** PAGE EXCERPT **
This has been said before but we need to say it again: Health insurance reform is being held hostage by six Senators on the Senate Finance Committe -- who represent the smallest, least populated states in the Union.
And we can't do a damn thing about it.
Health insurance reform is being held hostage by six Senators on the Senate Finance Committe -- who represent the smallest, least populated states in the Union.
Here is the Gang of Six; their party and state; and, the population of their state.
Baucus; D-MT, 902,195
Conrad; D-ND; 642,200
Bingaman; D-NM; 1,820,000
Grassley; R-IA; 2,926,000
Snowe; R-ME; 1,274,000
Enzi; R-WY; 493,728 (the least populated state in the USofA)
Total population of these six states: 6,420,000
Population of the US: 300,000,000
Thus, health insurance reform is being held hostage by TWO PERCENT OF THE POPULATION.
Oh, and they have a lot of help from the health insurance industry:
[Article edited for copyright violation. MB]
WASHINGTON — Sen. Max Baucus, a leader in the troubled effort in Congress to write a health care overhaul bill, has received more campaign donations from the health industry than any elected federal official except President Barack Obama and three other senators.
In keeping with the ways of Washington and Capitol Hill, Baucus is enjoying this donor largesse — some $3.9 million in contributions from the health care industry since 1989 — principally because of his place as chairman of the Senate Finance Committee. It's the panel that has had as much or more to say than any about whatever kind of medical overhaul emerges from Congress.

** SUPPLIED DATA **
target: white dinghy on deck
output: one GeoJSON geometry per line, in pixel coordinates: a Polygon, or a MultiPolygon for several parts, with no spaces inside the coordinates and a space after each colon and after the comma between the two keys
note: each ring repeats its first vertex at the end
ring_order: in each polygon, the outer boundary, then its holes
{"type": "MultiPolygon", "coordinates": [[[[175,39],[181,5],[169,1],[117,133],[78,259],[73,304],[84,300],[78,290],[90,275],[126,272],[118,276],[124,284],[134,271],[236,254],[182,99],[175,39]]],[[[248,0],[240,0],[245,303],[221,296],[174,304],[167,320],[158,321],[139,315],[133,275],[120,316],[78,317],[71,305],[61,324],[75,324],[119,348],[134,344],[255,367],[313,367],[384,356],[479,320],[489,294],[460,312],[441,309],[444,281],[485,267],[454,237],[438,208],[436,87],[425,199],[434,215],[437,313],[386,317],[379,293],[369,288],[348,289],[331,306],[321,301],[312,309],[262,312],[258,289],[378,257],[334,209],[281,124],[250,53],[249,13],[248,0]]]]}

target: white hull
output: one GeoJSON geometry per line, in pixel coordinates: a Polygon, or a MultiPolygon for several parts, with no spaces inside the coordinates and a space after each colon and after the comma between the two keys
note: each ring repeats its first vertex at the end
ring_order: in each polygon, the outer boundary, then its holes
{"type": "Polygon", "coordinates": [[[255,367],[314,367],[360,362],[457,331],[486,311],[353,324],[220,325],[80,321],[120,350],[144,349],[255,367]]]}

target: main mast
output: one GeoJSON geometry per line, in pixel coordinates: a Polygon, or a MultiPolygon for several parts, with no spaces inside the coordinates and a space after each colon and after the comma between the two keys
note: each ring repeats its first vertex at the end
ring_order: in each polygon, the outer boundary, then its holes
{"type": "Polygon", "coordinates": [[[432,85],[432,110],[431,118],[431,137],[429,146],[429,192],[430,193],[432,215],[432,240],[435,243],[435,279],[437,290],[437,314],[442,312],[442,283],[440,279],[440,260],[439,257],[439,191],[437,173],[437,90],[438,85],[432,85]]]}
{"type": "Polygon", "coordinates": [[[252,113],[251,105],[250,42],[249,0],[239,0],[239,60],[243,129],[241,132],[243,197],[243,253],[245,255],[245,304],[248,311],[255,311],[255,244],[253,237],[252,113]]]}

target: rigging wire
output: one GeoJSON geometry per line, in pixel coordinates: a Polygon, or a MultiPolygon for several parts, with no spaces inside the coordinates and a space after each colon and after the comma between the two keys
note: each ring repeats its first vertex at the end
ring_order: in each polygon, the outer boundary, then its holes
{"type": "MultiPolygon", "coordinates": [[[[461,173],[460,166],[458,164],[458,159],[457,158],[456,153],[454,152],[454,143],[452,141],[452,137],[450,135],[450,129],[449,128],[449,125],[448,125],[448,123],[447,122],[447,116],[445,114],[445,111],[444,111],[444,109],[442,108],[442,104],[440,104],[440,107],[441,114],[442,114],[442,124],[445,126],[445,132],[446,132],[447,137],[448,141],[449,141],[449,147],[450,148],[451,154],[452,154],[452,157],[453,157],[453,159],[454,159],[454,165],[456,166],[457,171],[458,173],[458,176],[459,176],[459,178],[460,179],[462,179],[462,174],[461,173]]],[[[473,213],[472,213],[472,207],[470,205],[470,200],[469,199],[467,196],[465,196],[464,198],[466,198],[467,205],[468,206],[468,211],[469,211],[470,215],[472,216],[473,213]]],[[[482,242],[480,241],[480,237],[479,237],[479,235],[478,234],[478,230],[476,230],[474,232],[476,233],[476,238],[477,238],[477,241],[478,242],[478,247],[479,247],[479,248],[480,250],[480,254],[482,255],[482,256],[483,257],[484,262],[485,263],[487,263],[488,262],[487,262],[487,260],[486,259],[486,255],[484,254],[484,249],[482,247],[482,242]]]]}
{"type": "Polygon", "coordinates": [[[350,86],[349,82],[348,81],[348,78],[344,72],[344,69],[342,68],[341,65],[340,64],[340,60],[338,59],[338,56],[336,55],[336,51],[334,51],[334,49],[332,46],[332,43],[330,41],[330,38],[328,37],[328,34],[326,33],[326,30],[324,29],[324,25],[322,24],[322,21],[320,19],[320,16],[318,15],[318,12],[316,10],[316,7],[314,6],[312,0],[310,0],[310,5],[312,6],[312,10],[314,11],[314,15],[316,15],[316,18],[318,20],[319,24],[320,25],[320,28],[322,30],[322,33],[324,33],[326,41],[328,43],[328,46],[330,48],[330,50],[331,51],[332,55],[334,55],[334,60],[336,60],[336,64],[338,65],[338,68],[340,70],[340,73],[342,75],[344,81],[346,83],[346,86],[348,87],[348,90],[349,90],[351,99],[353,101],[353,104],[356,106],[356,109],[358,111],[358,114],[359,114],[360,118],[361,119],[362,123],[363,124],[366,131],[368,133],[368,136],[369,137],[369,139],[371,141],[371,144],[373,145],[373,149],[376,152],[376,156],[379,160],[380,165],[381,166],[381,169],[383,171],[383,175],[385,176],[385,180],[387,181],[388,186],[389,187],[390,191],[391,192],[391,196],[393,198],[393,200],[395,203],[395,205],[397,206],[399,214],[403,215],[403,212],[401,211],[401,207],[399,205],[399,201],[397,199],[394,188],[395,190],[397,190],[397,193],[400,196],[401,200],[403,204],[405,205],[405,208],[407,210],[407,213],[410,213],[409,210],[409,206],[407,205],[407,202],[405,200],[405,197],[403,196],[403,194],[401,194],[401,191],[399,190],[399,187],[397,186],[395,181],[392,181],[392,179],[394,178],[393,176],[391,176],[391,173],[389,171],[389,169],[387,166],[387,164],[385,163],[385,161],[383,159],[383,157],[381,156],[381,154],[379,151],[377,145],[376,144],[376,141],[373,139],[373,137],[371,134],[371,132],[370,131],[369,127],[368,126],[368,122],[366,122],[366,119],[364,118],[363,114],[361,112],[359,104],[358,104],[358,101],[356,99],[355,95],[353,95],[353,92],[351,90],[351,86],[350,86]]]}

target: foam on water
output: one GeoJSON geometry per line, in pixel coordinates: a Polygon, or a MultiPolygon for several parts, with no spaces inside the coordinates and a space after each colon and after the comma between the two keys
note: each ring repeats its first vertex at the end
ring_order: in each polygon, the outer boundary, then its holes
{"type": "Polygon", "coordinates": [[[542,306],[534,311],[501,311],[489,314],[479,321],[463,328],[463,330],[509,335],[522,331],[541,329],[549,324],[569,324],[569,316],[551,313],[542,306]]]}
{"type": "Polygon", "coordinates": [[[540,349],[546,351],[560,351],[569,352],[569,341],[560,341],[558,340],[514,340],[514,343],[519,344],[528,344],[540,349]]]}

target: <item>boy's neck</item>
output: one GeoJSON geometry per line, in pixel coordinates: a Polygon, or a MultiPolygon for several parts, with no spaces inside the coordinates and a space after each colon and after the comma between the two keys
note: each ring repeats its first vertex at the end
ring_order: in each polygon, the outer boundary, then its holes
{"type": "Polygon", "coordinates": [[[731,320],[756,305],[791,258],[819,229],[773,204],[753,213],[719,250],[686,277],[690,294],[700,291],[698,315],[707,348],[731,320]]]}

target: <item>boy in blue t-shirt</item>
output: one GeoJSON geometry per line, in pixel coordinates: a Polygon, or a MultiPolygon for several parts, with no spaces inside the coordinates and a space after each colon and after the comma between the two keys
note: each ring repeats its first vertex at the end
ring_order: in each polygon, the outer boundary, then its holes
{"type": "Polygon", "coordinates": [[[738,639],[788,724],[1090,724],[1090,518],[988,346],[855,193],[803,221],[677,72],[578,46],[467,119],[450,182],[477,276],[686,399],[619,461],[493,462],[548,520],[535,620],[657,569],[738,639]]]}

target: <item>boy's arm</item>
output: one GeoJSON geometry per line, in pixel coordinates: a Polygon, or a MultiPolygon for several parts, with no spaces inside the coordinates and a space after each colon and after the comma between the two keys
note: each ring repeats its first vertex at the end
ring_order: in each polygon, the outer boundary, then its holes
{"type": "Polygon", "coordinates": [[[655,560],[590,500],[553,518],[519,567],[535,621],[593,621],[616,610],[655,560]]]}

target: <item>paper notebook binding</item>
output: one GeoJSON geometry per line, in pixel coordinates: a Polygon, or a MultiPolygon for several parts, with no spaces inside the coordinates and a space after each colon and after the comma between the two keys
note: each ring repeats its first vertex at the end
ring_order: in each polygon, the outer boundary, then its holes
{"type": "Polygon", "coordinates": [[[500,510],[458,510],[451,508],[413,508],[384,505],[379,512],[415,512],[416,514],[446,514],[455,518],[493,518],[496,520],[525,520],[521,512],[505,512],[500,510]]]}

** ACTION ITEM **
Please answer from the post on health insurance reform: how much in health care industry contributions has Max Baucus received since 1989?

** ANSWER TO THIS TASK **
Some $3.9 million.